▸ GIVEN INSTRUCTION
Reproduce without changes the lines of the entries below, from the line containing "Spot the person's arm" through the line containing "[[445, 90], [33, 66]]", including both of those lines.

▸ Stored items from a collection
_ _ _

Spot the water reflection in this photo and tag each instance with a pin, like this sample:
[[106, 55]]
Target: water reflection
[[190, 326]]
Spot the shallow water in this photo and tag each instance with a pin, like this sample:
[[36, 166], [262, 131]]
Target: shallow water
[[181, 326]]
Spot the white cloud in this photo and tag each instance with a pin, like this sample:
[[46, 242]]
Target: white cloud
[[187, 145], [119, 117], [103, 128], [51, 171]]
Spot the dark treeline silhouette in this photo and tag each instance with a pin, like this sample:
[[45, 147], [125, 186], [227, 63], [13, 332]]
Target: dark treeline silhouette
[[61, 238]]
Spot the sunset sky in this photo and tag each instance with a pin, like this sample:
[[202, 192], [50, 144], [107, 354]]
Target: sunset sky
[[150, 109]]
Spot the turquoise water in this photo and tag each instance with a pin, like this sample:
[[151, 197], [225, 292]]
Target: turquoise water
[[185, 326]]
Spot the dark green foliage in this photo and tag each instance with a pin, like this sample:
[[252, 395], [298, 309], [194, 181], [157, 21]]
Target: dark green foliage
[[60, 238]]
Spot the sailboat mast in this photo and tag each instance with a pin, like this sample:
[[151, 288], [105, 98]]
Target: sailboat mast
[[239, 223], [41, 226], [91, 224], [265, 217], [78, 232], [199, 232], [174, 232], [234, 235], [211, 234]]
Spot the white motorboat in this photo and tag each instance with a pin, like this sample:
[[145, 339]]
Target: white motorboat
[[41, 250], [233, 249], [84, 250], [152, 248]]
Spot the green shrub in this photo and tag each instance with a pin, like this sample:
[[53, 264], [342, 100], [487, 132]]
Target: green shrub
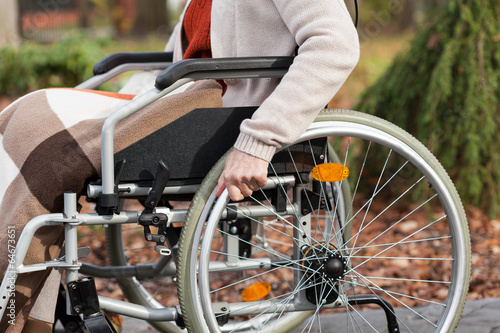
[[445, 90], [34, 66]]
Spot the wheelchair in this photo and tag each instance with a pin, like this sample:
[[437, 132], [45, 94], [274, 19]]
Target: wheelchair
[[358, 221]]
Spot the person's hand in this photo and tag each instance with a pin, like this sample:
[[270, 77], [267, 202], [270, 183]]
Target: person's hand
[[243, 174]]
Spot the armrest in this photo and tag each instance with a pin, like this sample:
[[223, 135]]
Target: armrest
[[224, 68], [117, 59]]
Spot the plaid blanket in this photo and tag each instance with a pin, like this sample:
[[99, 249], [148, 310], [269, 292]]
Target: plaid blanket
[[49, 144]]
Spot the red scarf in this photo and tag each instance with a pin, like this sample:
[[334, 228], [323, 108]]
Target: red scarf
[[197, 29]]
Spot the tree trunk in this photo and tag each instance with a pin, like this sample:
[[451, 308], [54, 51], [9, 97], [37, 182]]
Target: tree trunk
[[446, 92], [9, 23]]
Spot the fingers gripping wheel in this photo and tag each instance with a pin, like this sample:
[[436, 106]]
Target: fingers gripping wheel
[[380, 236]]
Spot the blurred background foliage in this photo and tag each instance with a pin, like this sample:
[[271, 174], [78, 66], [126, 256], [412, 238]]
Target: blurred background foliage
[[430, 66]]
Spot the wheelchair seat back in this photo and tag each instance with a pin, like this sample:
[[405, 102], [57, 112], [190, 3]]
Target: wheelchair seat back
[[192, 144]]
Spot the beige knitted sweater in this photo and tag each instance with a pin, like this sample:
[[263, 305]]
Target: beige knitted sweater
[[328, 52]]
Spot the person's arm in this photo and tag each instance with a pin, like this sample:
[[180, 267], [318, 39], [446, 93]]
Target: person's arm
[[328, 52]]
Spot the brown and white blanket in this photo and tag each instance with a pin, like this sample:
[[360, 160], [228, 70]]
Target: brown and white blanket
[[49, 144]]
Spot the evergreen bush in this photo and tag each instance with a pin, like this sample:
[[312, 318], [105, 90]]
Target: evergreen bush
[[445, 90], [33, 66]]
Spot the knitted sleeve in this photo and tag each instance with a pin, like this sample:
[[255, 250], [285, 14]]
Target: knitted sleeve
[[328, 52]]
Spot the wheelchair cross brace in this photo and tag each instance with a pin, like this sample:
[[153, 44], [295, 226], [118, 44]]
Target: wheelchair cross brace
[[71, 219]]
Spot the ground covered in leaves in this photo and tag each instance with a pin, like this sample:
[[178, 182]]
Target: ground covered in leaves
[[485, 275]]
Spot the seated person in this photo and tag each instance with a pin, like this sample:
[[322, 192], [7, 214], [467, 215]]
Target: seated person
[[46, 149]]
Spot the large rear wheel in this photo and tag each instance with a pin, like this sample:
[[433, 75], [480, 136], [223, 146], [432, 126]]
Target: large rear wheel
[[290, 252]]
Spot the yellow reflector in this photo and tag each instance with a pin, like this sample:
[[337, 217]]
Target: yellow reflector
[[256, 291], [330, 172]]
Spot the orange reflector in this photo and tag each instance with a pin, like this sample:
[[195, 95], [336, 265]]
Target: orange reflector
[[330, 172], [256, 291]]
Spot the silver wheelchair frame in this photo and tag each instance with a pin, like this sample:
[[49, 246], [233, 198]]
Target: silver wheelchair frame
[[172, 77]]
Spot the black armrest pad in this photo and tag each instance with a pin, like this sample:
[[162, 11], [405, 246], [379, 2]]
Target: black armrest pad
[[117, 59], [211, 68]]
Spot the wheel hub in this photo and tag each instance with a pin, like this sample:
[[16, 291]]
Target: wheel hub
[[323, 267]]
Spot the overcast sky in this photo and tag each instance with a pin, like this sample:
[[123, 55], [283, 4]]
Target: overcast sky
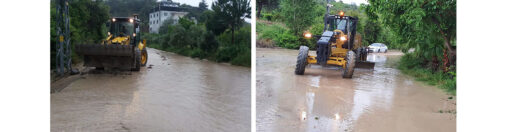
[[192, 2], [209, 2]]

_ _ _

▸ OUTPUT OF THE EXERCISE
Spot the person's arm in this photo and tag each instance with a pin, like this sample:
[[180, 267], [318, 39], [446, 93]]
Target: person's arm
[[328, 52]]
Spot the brown and white blanket in this photo and tag each instance with a pin, like this sample:
[[360, 160], [228, 70]]
Target: brown and white blanket
[[49, 144]]
Spot the evergreen bush in this photo and tag each instance with a pin, like this sample:
[[312, 318], [105, 90]]
Target: evergreen bush
[[445, 90], [33, 66]]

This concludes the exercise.